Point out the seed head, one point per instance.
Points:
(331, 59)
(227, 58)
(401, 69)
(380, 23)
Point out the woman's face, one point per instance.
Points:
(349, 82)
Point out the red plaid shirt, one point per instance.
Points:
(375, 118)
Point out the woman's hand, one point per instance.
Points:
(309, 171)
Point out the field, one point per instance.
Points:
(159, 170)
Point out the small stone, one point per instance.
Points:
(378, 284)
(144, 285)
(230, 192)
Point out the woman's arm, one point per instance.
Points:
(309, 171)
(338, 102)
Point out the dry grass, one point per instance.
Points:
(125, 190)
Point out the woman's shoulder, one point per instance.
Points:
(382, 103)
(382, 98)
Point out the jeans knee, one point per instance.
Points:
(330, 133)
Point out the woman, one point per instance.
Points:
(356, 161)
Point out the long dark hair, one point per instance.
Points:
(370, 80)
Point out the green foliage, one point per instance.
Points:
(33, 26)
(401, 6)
○ ○ ○ ○ ○
### Your instructions
A word-for-word restatement of every record above is expected.

### Answer space
Point out the seed head, one point per instance.
Points:
(331, 59)
(227, 58)
(401, 69)
(380, 23)
Point out the woman's face, one point per instance.
Points:
(349, 82)
Point out the red plaid shirt, one point per instance.
Points:
(375, 118)
Point out the woman's hand, one point per instance.
Points:
(309, 171)
Point out the field, one point per instance.
Points:
(159, 170)
Point out the small stone, one point per instance.
Points:
(378, 284)
(144, 285)
(230, 192)
Point out the woman's arm, one point per instance.
Points:
(309, 171)
(338, 102)
Point out the dry grass, one point per instance.
Points:
(125, 190)
Point out the woman's shoulder, one point per instance.
Points:
(382, 103)
(382, 98)
Point out the jeans knee, one point per instance.
Points:
(330, 133)
Point out the woman, one point per instance.
Points:
(356, 161)
Point out the long dark hair, one point per instance.
Points:
(370, 80)
Point out the green foliage, one point per instance.
Points:
(33, 26)
(401, 6)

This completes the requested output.